## Given passage
This week we had some extra unscheduled time so I took Sarah back to hippotherapy. It went fine but it also reminded me why I had stopped and that it is still a good idea not to go regularly. It is just way too long of a drive for the girls for a very short time on the horse and it messes up Amy’s bedtime.
When Sarah wants a certain person she usually says their name followed by “come in.” One evening when I was putting her to bed and we were talking about the glowing stars on her ceiling she said “Moon, come in.” (because there is no moon sticker on the ceiling.) I love when she can take her language that step farther into spontaneous and new sentences and sentiments.
When I took the girls to Trader Joes saying we were going to buy something for Mom-Mom, Sarah said her version of “buy a birthday cake.” This was another new creation by her, showing that she really understood. She also then helped sing “happy birthday” to Sonia, with her solo sounding something like “happy buh tish you” with some lengthy pauses but some lilt too.

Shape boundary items
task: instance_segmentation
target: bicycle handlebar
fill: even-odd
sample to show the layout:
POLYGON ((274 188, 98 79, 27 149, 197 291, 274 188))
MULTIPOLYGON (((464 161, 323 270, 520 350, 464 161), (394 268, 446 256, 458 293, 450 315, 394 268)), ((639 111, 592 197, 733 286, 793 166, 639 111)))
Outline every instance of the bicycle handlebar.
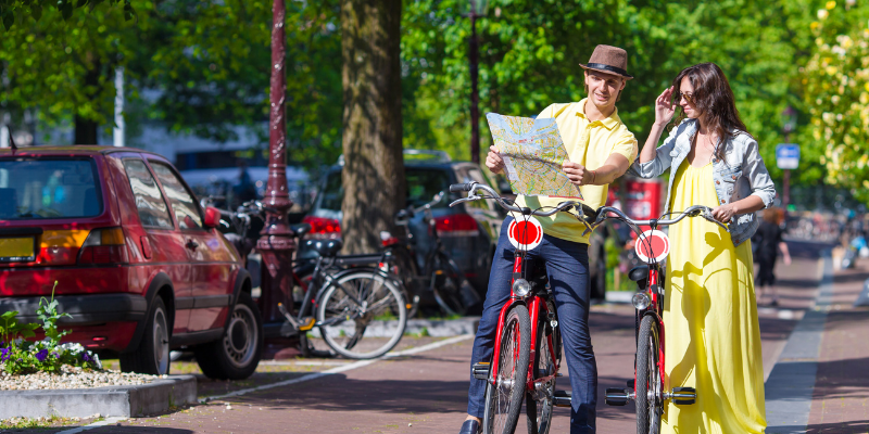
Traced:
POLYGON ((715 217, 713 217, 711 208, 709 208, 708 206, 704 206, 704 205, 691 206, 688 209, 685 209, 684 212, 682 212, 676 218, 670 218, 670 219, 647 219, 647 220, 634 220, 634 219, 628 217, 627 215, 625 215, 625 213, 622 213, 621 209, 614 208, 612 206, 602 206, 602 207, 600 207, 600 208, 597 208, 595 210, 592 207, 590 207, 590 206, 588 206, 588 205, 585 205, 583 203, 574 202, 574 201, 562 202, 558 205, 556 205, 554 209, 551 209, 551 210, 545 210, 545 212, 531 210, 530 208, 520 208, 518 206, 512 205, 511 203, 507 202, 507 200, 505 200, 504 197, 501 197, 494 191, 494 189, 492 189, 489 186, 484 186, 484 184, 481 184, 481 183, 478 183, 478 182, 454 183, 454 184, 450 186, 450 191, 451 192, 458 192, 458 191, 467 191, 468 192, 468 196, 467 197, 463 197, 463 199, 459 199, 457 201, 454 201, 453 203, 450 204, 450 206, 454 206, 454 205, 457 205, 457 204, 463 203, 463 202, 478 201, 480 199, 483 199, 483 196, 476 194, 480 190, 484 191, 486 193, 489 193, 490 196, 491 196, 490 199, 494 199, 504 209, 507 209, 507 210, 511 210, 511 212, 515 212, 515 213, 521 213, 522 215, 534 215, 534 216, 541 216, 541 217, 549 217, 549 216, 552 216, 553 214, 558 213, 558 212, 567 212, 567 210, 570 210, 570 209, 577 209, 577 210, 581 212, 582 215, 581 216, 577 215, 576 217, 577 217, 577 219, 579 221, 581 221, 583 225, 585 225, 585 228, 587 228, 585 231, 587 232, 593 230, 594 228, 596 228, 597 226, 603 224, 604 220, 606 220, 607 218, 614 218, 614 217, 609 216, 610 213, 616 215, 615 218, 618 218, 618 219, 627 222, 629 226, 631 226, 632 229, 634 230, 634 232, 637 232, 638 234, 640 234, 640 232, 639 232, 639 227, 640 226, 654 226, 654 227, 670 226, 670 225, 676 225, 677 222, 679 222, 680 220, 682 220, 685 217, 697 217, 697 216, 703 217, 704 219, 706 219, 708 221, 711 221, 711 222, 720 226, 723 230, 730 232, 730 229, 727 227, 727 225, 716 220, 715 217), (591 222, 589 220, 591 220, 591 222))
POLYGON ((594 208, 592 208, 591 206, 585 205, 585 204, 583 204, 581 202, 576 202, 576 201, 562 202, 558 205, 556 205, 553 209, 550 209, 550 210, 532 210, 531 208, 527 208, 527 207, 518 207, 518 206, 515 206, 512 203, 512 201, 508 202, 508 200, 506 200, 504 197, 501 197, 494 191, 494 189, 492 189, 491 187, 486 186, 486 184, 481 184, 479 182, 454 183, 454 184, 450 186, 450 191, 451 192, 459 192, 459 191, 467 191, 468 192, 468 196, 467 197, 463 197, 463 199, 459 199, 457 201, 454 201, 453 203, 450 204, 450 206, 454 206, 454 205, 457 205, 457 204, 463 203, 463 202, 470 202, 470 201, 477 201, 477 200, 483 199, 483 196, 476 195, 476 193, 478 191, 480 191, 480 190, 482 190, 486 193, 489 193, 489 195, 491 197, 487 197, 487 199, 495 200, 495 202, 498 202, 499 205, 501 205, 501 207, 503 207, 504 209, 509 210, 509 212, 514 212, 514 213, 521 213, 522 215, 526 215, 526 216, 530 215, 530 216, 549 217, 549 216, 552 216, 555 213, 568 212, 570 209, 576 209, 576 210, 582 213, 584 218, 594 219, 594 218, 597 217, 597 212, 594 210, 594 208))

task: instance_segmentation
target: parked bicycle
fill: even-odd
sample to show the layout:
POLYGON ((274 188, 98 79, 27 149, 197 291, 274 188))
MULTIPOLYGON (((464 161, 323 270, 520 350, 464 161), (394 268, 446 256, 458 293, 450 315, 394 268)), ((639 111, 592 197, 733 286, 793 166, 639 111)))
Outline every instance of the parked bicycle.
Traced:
==
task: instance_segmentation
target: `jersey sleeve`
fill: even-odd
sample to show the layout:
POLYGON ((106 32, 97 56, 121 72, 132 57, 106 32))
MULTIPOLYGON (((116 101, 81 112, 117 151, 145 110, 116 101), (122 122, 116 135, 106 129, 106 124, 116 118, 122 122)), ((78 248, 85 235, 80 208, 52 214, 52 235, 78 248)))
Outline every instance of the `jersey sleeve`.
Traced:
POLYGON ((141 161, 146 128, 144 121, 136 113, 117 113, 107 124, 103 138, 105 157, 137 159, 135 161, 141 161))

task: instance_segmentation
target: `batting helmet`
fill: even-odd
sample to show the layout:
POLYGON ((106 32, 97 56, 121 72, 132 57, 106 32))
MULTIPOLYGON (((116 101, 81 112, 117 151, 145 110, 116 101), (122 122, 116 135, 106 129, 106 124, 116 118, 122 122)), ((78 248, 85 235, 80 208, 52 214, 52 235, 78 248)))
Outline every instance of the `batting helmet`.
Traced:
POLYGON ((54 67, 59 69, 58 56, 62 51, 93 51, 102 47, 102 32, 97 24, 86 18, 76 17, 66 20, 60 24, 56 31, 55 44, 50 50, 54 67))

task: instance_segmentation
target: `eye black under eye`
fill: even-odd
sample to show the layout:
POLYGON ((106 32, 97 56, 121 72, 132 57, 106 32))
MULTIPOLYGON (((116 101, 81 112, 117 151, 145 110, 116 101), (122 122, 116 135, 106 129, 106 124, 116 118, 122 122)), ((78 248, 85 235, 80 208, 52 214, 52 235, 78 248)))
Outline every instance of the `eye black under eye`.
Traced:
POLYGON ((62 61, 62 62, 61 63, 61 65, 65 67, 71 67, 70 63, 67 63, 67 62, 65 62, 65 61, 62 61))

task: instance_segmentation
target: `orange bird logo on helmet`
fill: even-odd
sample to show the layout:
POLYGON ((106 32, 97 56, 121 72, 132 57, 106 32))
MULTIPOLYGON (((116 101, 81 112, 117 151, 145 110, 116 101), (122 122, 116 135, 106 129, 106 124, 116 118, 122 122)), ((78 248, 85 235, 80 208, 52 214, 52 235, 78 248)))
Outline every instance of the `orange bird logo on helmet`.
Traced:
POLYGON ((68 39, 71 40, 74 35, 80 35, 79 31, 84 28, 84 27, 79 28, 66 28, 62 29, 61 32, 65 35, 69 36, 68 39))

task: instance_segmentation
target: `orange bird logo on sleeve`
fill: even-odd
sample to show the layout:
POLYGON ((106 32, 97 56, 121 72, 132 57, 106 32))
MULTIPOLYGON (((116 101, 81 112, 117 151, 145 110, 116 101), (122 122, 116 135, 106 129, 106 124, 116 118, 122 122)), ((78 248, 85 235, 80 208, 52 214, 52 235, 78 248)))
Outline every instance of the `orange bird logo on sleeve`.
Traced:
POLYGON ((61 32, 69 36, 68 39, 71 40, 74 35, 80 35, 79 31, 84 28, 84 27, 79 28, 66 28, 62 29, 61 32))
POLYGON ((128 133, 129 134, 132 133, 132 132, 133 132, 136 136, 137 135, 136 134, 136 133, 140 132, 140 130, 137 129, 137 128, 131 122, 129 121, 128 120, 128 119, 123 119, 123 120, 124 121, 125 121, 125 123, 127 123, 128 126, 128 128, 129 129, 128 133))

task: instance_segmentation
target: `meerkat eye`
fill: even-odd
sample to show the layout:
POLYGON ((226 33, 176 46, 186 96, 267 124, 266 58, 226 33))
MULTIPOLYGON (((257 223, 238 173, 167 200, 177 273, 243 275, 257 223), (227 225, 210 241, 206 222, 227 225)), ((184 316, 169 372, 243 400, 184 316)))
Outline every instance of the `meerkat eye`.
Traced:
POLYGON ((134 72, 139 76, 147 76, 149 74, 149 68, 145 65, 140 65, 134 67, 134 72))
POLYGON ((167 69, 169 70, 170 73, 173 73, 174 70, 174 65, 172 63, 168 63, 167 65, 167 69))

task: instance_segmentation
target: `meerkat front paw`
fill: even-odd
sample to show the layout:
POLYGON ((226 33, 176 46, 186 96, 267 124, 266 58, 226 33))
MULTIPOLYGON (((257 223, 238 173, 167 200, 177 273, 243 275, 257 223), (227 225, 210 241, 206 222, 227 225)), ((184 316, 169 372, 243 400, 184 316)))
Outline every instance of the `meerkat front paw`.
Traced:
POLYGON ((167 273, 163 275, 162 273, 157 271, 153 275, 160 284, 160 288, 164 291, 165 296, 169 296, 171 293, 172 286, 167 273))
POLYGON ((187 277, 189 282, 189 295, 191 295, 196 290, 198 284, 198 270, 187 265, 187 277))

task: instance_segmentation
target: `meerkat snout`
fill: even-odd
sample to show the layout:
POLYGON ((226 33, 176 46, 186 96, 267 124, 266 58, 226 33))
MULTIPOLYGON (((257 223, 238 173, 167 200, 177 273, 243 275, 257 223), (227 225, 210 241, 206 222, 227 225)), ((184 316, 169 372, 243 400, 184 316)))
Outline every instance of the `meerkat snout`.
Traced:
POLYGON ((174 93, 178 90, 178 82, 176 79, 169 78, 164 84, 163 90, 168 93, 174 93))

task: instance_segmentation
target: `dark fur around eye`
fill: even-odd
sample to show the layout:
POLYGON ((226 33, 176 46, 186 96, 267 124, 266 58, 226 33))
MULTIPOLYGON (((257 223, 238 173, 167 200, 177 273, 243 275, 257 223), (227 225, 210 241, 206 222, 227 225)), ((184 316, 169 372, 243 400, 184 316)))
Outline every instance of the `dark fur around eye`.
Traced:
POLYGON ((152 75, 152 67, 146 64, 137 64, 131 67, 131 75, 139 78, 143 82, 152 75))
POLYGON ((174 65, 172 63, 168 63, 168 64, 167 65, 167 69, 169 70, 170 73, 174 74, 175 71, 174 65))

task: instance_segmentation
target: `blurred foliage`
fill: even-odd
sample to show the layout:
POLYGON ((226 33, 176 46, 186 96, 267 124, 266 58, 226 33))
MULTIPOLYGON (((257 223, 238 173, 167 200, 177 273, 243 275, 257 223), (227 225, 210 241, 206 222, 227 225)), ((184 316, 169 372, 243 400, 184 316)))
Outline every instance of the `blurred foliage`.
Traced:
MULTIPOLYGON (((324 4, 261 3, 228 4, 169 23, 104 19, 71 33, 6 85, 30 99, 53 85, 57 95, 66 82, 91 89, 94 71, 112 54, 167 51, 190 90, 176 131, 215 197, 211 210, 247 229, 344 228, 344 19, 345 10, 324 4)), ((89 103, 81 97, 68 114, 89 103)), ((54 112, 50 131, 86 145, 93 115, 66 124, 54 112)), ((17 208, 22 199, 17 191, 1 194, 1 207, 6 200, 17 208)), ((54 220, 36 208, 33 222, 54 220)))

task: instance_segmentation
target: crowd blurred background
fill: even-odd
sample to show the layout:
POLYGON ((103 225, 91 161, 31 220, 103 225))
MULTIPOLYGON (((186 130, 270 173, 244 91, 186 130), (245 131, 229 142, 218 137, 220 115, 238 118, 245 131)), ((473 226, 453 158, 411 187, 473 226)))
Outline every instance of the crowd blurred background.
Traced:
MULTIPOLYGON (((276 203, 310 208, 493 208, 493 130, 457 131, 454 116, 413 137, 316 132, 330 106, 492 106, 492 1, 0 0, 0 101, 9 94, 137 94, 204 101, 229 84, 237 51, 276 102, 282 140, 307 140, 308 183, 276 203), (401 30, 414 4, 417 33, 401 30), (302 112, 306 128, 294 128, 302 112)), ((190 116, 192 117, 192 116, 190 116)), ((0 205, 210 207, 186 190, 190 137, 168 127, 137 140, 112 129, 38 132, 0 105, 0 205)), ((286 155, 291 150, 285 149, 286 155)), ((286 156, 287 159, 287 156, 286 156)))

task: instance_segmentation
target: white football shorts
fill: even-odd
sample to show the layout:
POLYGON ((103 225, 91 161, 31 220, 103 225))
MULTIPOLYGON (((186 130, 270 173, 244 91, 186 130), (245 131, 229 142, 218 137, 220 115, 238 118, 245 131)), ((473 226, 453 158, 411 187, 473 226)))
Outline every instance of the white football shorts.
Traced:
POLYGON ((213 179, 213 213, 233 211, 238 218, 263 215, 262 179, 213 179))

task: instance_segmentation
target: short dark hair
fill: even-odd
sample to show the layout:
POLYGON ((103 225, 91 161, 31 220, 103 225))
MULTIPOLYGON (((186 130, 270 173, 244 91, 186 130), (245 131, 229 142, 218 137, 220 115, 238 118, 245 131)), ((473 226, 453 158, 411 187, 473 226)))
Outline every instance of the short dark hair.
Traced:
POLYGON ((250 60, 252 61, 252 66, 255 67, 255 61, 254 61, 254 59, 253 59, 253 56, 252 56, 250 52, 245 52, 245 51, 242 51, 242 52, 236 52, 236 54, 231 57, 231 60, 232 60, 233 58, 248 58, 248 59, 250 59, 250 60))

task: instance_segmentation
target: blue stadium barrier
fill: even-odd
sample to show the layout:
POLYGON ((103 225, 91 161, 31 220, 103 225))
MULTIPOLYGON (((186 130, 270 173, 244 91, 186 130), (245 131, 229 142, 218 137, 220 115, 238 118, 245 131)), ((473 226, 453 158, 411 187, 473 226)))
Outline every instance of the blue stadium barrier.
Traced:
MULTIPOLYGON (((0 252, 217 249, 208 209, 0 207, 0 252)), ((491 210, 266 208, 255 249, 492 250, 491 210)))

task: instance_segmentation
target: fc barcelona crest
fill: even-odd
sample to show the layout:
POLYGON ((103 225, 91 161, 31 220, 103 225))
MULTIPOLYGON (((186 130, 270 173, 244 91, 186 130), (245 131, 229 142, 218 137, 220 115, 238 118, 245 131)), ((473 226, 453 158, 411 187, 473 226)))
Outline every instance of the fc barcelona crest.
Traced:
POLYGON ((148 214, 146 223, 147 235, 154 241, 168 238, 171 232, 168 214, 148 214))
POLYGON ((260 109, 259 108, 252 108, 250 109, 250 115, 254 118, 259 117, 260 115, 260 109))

## Exercise requirements
1 - Rework the family journal entry from the words "This week we" through "sentences and sentiments.", putting "nap schedule" in place of "bedtime".
2 - Continue the family journal entry about Sarah and Amy after its last sentence.

## Responses per task
1 -
This week we had some extra unscheduled time so I took Sarah back to hippotherapy. It went fine but it also reminded me why I had stopped and that it is still a good idea not to go regularly. It is just way too long of a drive for the girls for a very short time on the horse and it messes up Amy’s nap schedule.
When Sarah wants a certain person she usually says their name followed by “come in.” One evening when I was putting her to bed and we were talking about the glowing stars on her ceiling she said “Moon, come in.” (because there is no moon sticker on the ceiling.) I love when she can take her language that step farther into spontaneous and new sentences and sentiments.

2 -
Sometimes I can feel tired in a way that isn’t really about sleep. Sometimes I just want to let go and stop working so hard. What I love is that when I have that thought of letting go and falling, I never fall even an inch because I know that I have the hands of all of my volunteers and friends and family there holding me up with their time and encouragement and belief in Sarah and in me. Thank you all again and again forever and always.